> **DATA**
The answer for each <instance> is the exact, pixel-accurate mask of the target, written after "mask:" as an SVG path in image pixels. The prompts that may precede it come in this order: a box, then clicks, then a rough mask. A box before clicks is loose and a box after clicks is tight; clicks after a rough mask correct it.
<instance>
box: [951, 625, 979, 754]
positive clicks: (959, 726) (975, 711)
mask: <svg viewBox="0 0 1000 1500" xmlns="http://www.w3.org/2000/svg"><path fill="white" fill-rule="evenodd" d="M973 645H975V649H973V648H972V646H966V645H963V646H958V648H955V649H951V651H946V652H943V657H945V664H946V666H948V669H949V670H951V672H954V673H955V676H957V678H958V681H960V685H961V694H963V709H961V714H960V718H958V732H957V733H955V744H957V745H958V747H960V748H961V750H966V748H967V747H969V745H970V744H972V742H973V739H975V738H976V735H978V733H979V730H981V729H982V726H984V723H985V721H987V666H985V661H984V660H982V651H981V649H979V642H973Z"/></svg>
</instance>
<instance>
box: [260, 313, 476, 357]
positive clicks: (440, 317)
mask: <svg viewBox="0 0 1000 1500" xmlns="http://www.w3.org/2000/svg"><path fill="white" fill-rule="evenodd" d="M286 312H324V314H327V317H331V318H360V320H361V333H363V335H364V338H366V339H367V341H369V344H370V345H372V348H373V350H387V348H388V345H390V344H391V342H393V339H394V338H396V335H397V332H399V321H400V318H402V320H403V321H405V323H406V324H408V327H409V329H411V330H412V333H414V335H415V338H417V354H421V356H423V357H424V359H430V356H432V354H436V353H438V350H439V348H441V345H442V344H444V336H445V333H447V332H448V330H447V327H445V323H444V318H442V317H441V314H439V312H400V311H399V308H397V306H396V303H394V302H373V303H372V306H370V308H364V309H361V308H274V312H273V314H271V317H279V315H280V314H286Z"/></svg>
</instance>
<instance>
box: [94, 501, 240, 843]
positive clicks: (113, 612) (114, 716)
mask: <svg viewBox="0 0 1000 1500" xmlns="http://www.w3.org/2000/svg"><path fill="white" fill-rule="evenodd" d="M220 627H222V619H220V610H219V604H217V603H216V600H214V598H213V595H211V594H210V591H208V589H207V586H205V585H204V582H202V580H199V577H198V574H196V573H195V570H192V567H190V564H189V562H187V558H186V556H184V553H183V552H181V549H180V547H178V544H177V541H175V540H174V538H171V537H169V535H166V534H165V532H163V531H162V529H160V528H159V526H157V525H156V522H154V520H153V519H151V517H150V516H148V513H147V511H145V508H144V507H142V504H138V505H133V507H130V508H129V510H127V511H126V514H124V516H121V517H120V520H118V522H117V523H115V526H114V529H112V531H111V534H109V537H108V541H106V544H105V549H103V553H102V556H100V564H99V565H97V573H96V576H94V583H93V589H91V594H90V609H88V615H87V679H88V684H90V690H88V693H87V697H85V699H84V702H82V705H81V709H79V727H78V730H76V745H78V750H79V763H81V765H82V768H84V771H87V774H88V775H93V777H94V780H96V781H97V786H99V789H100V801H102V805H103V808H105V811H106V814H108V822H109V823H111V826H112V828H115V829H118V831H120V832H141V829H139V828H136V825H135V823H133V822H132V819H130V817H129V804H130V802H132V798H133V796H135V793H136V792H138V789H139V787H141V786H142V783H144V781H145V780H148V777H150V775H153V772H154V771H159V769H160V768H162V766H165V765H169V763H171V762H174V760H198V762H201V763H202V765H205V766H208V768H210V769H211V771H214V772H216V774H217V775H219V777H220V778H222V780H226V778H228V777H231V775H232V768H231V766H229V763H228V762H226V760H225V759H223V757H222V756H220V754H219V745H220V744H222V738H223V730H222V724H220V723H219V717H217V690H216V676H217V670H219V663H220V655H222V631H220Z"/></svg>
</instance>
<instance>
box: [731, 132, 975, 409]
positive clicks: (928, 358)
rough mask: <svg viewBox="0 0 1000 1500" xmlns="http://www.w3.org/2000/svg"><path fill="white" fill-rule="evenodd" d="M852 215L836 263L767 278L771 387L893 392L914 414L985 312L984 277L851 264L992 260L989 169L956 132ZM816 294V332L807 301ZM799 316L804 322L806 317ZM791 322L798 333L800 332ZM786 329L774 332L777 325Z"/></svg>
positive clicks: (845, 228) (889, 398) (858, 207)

> **WHAT THE TASK ASKS**
Your answer should be a single number, namely how many lines of the data above hold "rough".

> **WRITTEN SOLUTION**
2